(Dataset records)
▬▬▬▬▬▬▬▬▬▬
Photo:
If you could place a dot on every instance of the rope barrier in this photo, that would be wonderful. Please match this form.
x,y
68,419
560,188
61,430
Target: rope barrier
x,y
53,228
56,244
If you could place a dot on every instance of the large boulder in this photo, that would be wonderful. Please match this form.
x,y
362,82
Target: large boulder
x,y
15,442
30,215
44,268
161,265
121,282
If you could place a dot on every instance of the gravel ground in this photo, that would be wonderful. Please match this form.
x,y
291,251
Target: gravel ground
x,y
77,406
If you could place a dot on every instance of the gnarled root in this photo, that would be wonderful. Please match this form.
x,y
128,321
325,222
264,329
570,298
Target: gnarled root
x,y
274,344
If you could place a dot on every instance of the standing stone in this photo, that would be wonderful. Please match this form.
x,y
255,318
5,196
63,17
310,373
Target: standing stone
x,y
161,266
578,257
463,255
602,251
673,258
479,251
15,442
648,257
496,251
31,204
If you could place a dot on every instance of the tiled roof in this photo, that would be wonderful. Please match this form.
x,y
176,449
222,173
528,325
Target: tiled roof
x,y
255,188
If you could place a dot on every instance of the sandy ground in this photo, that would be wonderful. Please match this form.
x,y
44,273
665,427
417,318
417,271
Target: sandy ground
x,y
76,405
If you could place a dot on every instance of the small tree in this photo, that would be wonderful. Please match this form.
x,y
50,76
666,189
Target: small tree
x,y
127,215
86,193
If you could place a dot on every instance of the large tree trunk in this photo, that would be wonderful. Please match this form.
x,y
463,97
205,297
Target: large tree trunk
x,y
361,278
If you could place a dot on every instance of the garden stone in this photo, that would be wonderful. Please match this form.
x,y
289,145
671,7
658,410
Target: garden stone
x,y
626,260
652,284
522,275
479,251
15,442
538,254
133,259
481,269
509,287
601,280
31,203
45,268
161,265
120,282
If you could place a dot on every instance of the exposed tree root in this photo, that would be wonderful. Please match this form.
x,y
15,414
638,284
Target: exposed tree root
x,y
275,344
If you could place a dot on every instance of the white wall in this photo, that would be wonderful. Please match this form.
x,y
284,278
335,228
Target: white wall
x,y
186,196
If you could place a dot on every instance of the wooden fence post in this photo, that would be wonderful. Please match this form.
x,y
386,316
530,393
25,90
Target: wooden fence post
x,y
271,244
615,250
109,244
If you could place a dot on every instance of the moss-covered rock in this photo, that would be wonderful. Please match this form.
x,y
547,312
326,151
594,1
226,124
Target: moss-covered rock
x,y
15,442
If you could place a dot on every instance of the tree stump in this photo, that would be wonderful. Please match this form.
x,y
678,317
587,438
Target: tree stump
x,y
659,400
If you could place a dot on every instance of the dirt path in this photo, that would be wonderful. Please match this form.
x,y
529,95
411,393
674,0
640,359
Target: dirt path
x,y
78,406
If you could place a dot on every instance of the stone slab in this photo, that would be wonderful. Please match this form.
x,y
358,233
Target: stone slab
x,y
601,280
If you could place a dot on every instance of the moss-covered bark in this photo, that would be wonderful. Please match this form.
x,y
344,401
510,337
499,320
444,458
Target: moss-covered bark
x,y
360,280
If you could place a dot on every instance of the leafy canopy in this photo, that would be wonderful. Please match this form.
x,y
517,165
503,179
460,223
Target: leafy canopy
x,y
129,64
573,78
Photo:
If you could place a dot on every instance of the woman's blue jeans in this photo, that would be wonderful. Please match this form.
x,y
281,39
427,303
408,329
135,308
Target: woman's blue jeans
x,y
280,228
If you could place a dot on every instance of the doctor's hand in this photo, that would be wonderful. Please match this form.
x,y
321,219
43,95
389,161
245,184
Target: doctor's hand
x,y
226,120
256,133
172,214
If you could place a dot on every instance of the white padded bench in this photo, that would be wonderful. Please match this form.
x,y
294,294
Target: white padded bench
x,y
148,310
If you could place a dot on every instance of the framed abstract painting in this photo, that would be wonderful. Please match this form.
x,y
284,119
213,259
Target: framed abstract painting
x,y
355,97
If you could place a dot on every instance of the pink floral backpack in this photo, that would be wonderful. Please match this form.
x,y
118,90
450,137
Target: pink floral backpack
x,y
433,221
▬▬▬▬▬▬▬▬▬▬
> **TO DO**
Reply by returning the full set of records above exactly.

> **SOLUTION BELOW**
Photo:
If you could place a dot on every instance of the rope barrier in this photo, that would be wonderful. Please match this form.
x,y
68,419
560,188
61,430
Target: rope barrier
x,y
53,228
56,244
If you could place a dot on every instance of the large boulder in this photo, that would be wonderful. Please match this form.
x,y
362,82
Target: large boulder
x,y
15,442
30,215
44,268
161,265
121,282
If you could place a dot on every instance of the gravel ground in this photo, that would be wonderful. Please match this form.
x,y
291,251
Target: gravel ground
x,y
77,406
If you could place a dot on every instance of the gnarled root in this photo, that would be wonderful. Please match this form.
x,y
128,321
325,222
264,329
570,298
Target: gnarled root
x,y
274,344
If you could place a dot on every instance of the standing stone in this photo, that would be wonderful. Please match this form.
x,y
255,318
5,196
63,17
310,373
Target: standing stone
x,y
161,266
578,257
463,255
602,251
673,258
479,251
15,442
648,257
496,251
31,204
If you could place a dot on every instance of the tiled roof in this photo, that would be wonderful. Please match this form.
x,y
176,449
222,173
528,325
Target: tiled roof
x,y
255,188
If you could place a dot on every instance of the sandy ground in this photo, that would be wonderful. Please match this form.
x,y
44,273
665,427
417,318
417,271
Target: sandy ground
x,y
76,405
If you could place a dot on every instance of the small tree in this photo, that would be wonderful. Please match this form.
x,y
50,76
666,189
Target: small tree
x,y
127,215
86,193
If you could place a dot on every instance of the large tree trunk in this photo, that would be wonderful. Please match this form.
x,y
463,97
205,297
Target: large tree trunk
x,y
361,278
If you could place a dot on every instance of the garden stone in this photo, that would be wonderful. Please match this form.
x,y
289,145
671,7
658,410
Target: garden stone
x,y
626,260
652,284
522,275
479,251
15,442
538,254
133,259
481,269
509,287
601,280
31,203
45,268
161,265
120,282
If you could place a dot on every instance of the exposed tree root in this photo, that would be wonderful. Please match this form.
x,y
15,414
638,284
Target: exposed tree root
x,y
275,344
If you could place a dot on every instance of the white wall in this photo, that would be wonderful. Please match this form.
x,y
284,278
335,228
Target: white wall
x,y
186,196
If you could place a dot on every instance of the wooden fence post in this photo, that would be wonderful. Please match this form.
x,y
386,316
530,393
25,90
Target: wooden fence post
x,y
271,244
615,250
109,244
If you could place a dot on every instance of the moss-covered rock in this photo, that would be wonderful. Please match this form.
x,y
547,312
326,151
594,1
226,124
Target: moss-covered rock
x,y
15,442
If you could place a dot on every instance of the tree stump in this photo, that would be wonderful. Please match this form.
x,y
678,317
587,438
Target: tree stump
x,y
659,400
If you could place a dot on every instance of the dirt path in this photo, that would be wonderful. Please match this form.
x,y
529,95
411,393
674,0
640,359
Target: dirt path
x,y
78,406
If you could place a dot on every instance of the stone slab in this photo, that would be wonderful. Please match this form.
x,y
358,233
Target: stone slab
x,y
601,280
If you could place a dot on every instance of the moss-covered bark in this photo, that would be wonderful. Please match this form.
x,y
344,401
510,337
499,320
444,458
Target: moss-covered bark
x,y
360,280
If you could place a dot on every instance of the leafy canopy in this photo, that would be wonderful. Please match this form.
x,y
517,165
503,179
460,223
Target: leafy canopy
x,y
129,64
573,78
Photo:
If you could place a dot on every instance of the woman's blue jeans in this photo, that would be wonderful. Please match this form.
x,y
281,39
427,303
408,329
135,308
Target: woman's blue jeans
x,y
280,228
If you could place a dot on every instance of the doctor's hand in this photo, that would be wonderful. Please match this form.
x,y
321,219
43,95
389,161
245,184
Target: doctor's hand
x,y
226,120
256,133
172,214
If you could place a dot on every instance of the white padded bench in this photo, that would be wonderful. Please match this form.
x,y
294,294
Target: white padded bench
x,y
148,310
If you could place a dot on every instance of the framed abstract painting in this photo, that would be wonderful. Please match this form.
x,y
284,119
213,259
Target: framed abstract painting
x,y
355,97
If you could place a dot on every instance of the pink floral backpack in this photo, that would be wonderful. Please match this form.
x,y
118,90
450,137
Target: pink floral backpack
x,y
433,221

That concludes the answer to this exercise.